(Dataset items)
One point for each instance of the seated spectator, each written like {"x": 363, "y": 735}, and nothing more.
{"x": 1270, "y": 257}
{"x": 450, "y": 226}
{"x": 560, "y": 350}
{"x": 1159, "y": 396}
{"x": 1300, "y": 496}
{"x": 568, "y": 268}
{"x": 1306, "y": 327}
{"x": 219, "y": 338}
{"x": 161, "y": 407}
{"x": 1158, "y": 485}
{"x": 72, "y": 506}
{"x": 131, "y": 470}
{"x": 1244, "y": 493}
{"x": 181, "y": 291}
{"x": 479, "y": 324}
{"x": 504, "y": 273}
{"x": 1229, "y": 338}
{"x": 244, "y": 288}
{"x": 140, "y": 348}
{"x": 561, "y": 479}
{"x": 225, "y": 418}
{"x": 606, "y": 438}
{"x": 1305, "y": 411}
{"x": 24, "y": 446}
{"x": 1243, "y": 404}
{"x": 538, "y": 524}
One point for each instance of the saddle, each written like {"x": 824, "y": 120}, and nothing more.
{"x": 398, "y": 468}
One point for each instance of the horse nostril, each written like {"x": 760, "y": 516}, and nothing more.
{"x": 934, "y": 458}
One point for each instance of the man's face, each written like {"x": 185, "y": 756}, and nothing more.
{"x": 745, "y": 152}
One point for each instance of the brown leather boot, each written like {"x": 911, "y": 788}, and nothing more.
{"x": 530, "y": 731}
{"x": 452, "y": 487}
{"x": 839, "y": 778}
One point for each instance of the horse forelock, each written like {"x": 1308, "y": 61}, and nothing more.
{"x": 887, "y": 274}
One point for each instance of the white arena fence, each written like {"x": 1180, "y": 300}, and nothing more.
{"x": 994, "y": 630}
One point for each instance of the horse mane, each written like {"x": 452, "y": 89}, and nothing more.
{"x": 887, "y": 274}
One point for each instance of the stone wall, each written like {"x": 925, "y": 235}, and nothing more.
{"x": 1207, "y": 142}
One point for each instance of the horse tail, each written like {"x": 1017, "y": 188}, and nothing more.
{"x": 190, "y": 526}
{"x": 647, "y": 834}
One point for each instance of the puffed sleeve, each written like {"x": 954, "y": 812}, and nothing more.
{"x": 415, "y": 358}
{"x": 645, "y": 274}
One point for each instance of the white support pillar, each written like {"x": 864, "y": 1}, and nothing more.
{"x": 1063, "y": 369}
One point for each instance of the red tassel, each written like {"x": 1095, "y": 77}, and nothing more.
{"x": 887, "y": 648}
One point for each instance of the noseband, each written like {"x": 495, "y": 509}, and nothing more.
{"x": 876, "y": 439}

WHAT THE TASK ASKS
The lines from the one containing "One point for each instance of the puffed" through the end of the data are to be copied exactly, the first and last of them included.

ANSWER SPACE
One point for each instance of the puffed sleeve, each written like {"x": 954, "y": 812}, and nothing more.
{"x": 415, "y": 358}
{"x": 645, "y": 274}
One point for each instance of the white support pillar, each written like {"x": 864, "y": 1}, and nothing more.
{"x": 1063, "y": 369}
One point for each instance of the red tassel, each written like {"x": 1095, "y": 77}, and nothing more.
{"x": 887, "y": 648}
One point for each instance of the noseband, each written like {"x": 495, "y": 509}, and nothing more.
{"x": 876, "y": 439}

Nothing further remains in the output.